◆ **Problem**
Copy every one of the records below word for word, but leave the pictures out of your copy.

■ ■ ■

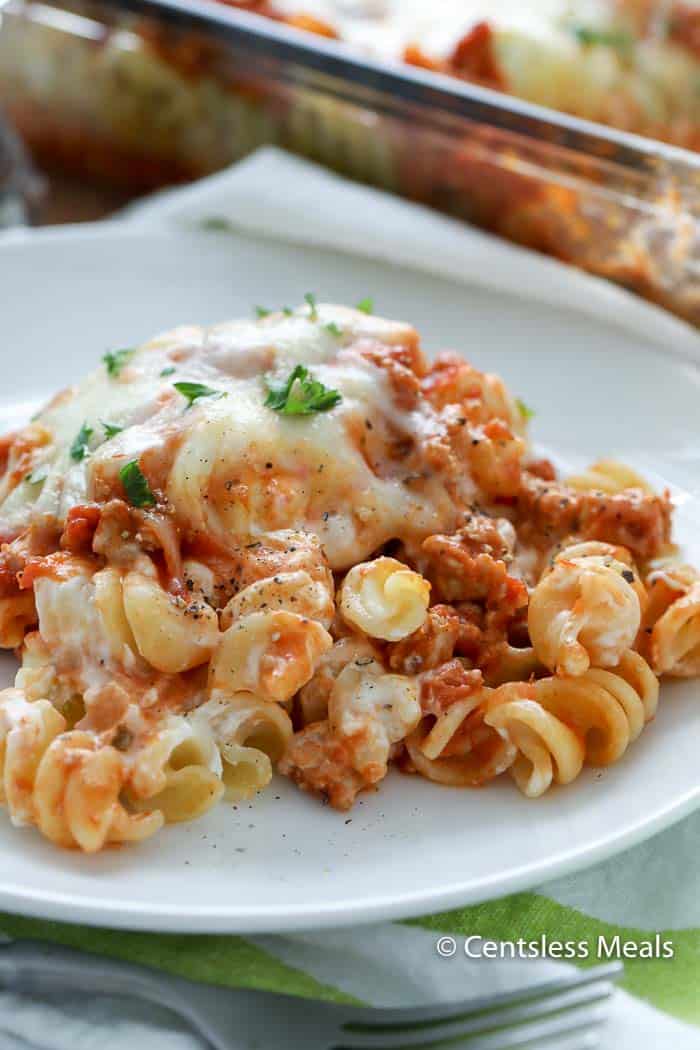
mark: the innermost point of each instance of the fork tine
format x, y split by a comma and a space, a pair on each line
484, 1021
538, 1034
370, 1019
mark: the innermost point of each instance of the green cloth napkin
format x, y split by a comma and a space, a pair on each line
607, 901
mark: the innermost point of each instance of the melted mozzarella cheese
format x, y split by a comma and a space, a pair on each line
232, 467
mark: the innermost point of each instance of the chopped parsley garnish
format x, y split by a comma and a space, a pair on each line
38, 476
310, 299
136, 488
589, 37
111, 429
301, 395
526, 412
79, 448
115, 359
216, 223
194, 391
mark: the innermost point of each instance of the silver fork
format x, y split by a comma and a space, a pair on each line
560, 1014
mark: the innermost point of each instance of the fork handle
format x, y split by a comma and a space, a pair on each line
36, 968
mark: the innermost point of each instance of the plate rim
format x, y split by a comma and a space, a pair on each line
93, 910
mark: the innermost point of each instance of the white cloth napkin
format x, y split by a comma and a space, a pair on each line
274, 194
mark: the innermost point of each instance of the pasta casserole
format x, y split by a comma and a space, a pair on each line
296, 543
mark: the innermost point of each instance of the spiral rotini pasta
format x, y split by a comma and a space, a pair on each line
586, 610
384, 599
609, 476
671, 632
558, 722
295, 544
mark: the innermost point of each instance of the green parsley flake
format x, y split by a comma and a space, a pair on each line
301, 395
38, 476
111, 429
194, 391
526, 412
310, 299
79, 448
136, 488
115, 359
590, 37
216, 223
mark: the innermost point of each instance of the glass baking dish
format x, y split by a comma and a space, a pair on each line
155, 91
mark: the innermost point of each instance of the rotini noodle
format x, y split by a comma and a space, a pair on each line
586, 610
384, 599
608, 476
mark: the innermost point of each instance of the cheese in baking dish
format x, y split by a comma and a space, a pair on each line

■ ■ ■

◆ **Response to this exercise**
mark: the innermost point of each instance of the fork tine
format x, y split by a comma and a space, a pair on each line
484, 1021
538, 1034
370, 1019
mark: the innermost point of each instance of the green cloth napkin
format x, y split by a comma and a space, a pair on each line
607, 901
mark: the innermost point of each instance of the melted mozzarella cheese
format x, y split by a comma and a space, a pair on each line
232, 467
mark: the innermost point of each instance of the chopped parsley garnish
format x, y split by a comma and a space, a pair on each line
38, 476
310, 299
136, 488
589, 37
111, 429
301, 395
526, 412
79, 448
115, 359
216, 223
194, 391
mark: the innermost point of each instance of the silver fork
format x, y split by a comma and a space, a pair on each line
560, 1014
mark: the innermost point of each instance of the fork handle
format x, y split by a comma and a space, a pair on each line
36, 968
mark: the innermost point of each instance of the plate rim
format x, y split by a comma and a space, a pair on each line
93, 910
mark: the innermost point of each instance of the white cloth napkin
format x, y split by a comma and a space, a pair on each line
274, 194
mark: the innermost point of each instance of the pasta casserole
format x, y split by a comma and a space, a pair on each line
296, 543
mark: the innermost point of each instance of the spiral rotini pasta
format x, y split by a comma and a space, a pair on each line
586, 610
384, 599
609, 476
671, 632
558, 722
295, 544
mark: the innermost point of each instance of the green parsley flake
format x, y split by a comma and a space, a pair on each line
301, 395
38, 476
111, 429
194, 391
526, 412
310, 299
79, 448
136, 488
115, 359
590, 37
216, 223
mark: the innermost point of each instance of the glass baking dish
format x, y split by a comma and a space, a pair on each line
155, 91
mark: the innermost point of each instance of the rotini noodle
format x, y split by a comma and a space, a pair on each line
586, 610
384, 599
608, 476
mark: the innermost point of each instance of the cheese in baking dish
format x, y split by a comma and a space, a pair on each line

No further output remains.